DATA SHOWN
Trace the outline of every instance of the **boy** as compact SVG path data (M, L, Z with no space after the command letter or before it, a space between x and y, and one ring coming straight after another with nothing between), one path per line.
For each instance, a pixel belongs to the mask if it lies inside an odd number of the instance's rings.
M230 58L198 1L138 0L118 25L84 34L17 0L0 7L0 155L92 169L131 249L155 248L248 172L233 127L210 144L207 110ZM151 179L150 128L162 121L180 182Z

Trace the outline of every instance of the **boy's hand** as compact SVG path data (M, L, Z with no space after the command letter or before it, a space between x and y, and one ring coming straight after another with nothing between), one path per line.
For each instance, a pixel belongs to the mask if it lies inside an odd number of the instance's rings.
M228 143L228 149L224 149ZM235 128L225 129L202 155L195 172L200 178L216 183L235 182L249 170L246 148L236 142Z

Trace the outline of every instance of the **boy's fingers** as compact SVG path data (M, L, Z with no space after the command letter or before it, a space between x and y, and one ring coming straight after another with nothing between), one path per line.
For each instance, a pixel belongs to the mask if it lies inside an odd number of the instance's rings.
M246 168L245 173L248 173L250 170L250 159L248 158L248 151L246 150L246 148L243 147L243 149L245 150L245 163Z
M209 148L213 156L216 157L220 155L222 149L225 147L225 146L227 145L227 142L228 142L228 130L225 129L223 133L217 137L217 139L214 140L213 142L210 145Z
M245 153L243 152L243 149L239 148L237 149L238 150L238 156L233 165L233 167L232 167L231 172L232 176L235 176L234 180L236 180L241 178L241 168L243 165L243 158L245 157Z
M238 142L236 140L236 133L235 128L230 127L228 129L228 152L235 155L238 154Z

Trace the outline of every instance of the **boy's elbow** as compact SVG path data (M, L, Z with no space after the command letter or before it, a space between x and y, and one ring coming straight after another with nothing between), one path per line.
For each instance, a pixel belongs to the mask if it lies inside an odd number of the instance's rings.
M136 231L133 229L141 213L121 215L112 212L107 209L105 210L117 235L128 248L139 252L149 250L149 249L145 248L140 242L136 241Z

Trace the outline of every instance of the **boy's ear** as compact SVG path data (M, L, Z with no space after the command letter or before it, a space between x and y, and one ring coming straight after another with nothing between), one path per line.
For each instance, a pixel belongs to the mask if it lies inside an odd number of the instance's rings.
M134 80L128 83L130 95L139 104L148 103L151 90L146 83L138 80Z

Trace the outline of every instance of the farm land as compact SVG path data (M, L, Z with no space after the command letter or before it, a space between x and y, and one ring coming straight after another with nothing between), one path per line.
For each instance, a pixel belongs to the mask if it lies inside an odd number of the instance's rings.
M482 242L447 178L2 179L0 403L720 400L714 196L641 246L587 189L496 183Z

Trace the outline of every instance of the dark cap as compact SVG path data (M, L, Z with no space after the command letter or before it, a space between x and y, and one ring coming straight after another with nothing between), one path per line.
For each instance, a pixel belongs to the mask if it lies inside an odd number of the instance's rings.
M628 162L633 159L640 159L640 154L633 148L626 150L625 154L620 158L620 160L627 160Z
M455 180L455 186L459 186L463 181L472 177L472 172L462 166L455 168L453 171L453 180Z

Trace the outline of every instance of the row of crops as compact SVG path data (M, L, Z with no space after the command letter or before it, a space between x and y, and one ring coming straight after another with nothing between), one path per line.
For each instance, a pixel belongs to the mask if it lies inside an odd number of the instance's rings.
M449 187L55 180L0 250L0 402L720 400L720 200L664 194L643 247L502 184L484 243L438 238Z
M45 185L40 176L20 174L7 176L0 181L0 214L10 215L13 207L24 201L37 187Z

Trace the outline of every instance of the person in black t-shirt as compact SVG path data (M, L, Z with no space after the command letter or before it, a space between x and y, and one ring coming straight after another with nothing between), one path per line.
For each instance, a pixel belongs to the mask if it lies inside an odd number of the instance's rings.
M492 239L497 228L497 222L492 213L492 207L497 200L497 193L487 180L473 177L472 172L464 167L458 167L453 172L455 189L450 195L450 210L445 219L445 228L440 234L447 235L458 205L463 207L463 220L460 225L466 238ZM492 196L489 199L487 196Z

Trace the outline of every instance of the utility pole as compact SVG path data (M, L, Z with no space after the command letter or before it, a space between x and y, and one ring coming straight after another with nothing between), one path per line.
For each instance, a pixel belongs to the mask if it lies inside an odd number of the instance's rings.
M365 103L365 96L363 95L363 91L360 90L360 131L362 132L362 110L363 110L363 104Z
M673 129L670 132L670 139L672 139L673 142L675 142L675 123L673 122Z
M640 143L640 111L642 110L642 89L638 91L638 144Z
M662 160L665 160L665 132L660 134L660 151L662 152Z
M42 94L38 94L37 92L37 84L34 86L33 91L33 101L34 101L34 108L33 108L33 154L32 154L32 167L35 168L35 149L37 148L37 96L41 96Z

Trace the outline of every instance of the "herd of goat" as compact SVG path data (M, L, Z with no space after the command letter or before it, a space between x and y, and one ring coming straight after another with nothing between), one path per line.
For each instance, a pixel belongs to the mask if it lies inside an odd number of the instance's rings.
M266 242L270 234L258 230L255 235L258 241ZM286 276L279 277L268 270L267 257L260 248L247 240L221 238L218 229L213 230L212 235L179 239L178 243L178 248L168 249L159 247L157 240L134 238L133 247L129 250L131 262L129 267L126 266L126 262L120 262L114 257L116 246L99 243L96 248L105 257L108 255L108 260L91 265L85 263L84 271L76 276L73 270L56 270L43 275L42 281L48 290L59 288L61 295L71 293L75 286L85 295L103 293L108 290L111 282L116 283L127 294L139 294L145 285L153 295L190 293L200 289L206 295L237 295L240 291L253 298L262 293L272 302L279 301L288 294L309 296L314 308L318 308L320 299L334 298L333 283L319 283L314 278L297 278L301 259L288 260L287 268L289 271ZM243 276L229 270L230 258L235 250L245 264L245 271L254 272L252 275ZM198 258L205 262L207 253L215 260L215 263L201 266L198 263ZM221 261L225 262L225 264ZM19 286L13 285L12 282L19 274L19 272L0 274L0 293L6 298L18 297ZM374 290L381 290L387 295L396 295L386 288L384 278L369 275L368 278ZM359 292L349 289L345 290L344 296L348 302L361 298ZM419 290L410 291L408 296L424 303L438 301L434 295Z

TASK OBJECTIVE
Rewrite all the lines above with every "outline" changed to "boundary", leaving the rest untouched.

THE REPLY
Trace the boundary of every instance of the **boy** as compact SVG path data (M, L, Z with no space after the command letter or before it, a space between x and y, and one ring coming straight after another with nothing between), one path per line.
For each instance, a pixel belongs to the mask if it lies inside an odd number of the instance's rings.
M230 58L198 1L138 0L118 25L84 34L17 0L0 7L0 155L92 169L131 249L155 248L248 172L233 127L210 144L207 110ZM151 179L150 128L162 121L180 182Z

Trace the boundary of every instance of the **boy's hand** as compact SVG path data (M, L, Z with no space after the command letter or before it, a space between x and y, and one ring coming straight after another with nothing between), one path per line.
For each instance, a pixel belongs to the mask if it lies inside an odd number of the instance's rings.
M228 143L228 149L224 149ZM235 128L225 129L202 155L195 172L200 178L216 183L235 182L249 170L246 148L236 142Z

Trace the boundary of every instance of the **boy's fingers** as compact SVG path data (M, L, Z with no space after the command letter or before it, a space between x and y, and one ring coming straight after another with nothing between), one path per line.
For each instance, a pixel belongs to the mask if it lies inside an odd number of the instance's rings.
M246 168L245 173L248 173L250 170L250 159L248 158L248 151L246 150L246 148L243 147L243 149L245 150L245 163Z
M209 148L213 156L216 157L220 155L222 149L225 147L225 146L227 145L227 142L228 142L228 130L225 129L223 133L217 137L217 139L214 140L213 142L210 145Z
M245 153L243 152L243 149L239 148L237 149L238 150L238 156L233 165L233 167L232 167L231 172L232 176L235 176L234 180L236 180L241 178L241 168L243 165L243 158L245 157Z
M238 142L236 140L236 133L235 128L230 127L228 129L228 152L235 155L238 154Z

Trace the boundary of every instance of the **boy's elbow** as compact SVG path data (M, L, Z with no space after the command letter or before it, a space between x and y, and one ring coming straight after another with nothing between), one path per line.
For each instance, a pixel belongs to the mask if it lies inside an odd number of the instance's rings.
M136 231L133 229L141 213L121 215L112 212L107 209L105 210L117 235L128 248L139 252L149 250L149 249L145 248L140 242L136 241Z

Trace the boundary of every instance of the **boy's ear** as compact SVG path data (M, L, Z with no space after the command letter or before it, a space between x and y, and one ring coming straight after another with nothing between), one path per line.
For each instance, a pixel belongs to the mask if it lies inside an odd number of the instance's rings.
M134 80L128 83L130 95L139 104L148 103L151 90L146 83L138 80Z

Trace the boundary of every instance of the farm land as compact SVG path data (M, L, Z with no space after the command letter or before it, a space between x and y, and one ring coming straight after another with nothing between), one path per line.
For each instance, a pixel belongs to the mask if it lies inside an odd number of the instance's rings.
M482 242L447 178L2 179L0 403L720 400L714 196L641 246L587 189L496 183Z

Trace the boundary of every instance of the dark cap as compact SVG path data (M, L, Z with no space after the command letter or before it, a space between x and y, and one ring coming straight after another with nothing between), one path per line.
For each instance, a pixel belongs to the mask if it lies inside an odd number of the instance's rings.
M628 162L633 159L640 159L640 154L633 148L626 150L625 154L620 158L620 160L627 160Z
M455 180L455 186L459 186L463 181L472 177L472 172L462 166L455 168L453 171L453 180Z

Trace the boundary of every instance of the row of crops as compact SVG path data (M, L, Z with no space after the command letter or before it, a space between x and y, and one ring coming straight after another with nothing between), one path per line.
For each instance, a pixel belongs to the mask if it lies inside an odd number of the instance's rings.
M449 187L55 180L0 250L0 402L720 400L720 200L664 194L643 247L502 184L484 243L438 238Z
M45 185L40 176L20 174L7 176L0 181L0 214L10 215L13 207L24 201L37 187Z

Trace the boundary of every instance of the person in black t-shirt as compact SVG path data (M, L, Z with no space after the command letter or before it, a space between x and y, and one ring coming straight after another with nothing between), one path per line.
For each instance, a pixel belongs to the mask if it lies inside an odd number of the instance's rings.
M492 239L497 228L497 222L492 213L492 207L497 200L497 193L487 180L473 177L472 172L464 167L458 167L453 172L455 189L450 195L450 210L445 219L445 228L440 234L447 235L458 205L463 207L463 220L460 225L466 238ZM492 196L489 199L487 196Z

Trace the boundary of every instance of the utility pole as compact SVG path data (M, L, Z with no space after the command letter or before it, a space between x and y, and one ring coming straight after another with nothing between), one path per line.
For each instance, a pixel belongs to the mask if it lies inside an odd number of the instance's rings.
M365 103L365 96L363 95L363 91L360 90L360 131L362 132L362 110L363 110L363 104Z
M673 129L670 132L670 139L672 139L673 142L675 142L675 123L673 122Z
M640 143L640 111L642 110L642 89L638 91L638 144Z
M662 160L665 160L665 132L660 134L660 151L662 152Z
M42 94L38 94L37 92L37 84L34 86L33 91L33 101L34 101L34 108L33 108L33 154L32 154L32 167L35 168L35 149L37 148L37 96L41 96Z

Trace the boundary of every instance of the "herd of goat" as compact SVG path data (M, L, Z with no space after the command letter or before it, a space between x and y, and one ring coming straight after another with nothing between), one path per line.
For each instance, a pixel belongs to the mask if it lies inside an odd number of the instance's rings.
M266 242L270 234L258 230L255 235L258 241ZM286 276L279 277L268 270L267 257L260 248L247 240L221 238L218 229L213 230L212 235L179 239L178 243L178 248L168 249L159 247L157 240L134 238L133 247L129 250L131 262L129 267L126 266L126 262L120 262L114 257L116 246L99 243L96 248L105 257L108 255L108 260L91 265L85 263L84 271L76 276L73 270L56 270L43 275L42 281L48 290L59 288L61 295L71 293L75 286L85 295L103 293L108 290L111 282L116 283L127 294L139 294L145 285L153 295L190 293L200 289L206 295L237 295L240 291L253 298L262 293L272 302L279 301L288 294L309 296L314 308L318 308L320 299L334 298L333 283L319 283L314 278L297 278L301 259L288 260L287 268L289 271ZM243 276L229 270L230 258L235 250L245 264L245 271L254 272L252 275ZM198 258L205 262L207 253L215 260L215 263L201 266L198 263ZM221 261L225 262L225 264ZM19 286L13 285L12 282L19 274L19 272L0 274L0 293L6 298L18 297ZM374 290L381 290L387 295L396 295L386 288L384 278L369 275L368 278ZM359 292L349 289L345 290L344 296L348 302L361 298ZM419 290L410 291L408 296L424 303L438 301L434 295Z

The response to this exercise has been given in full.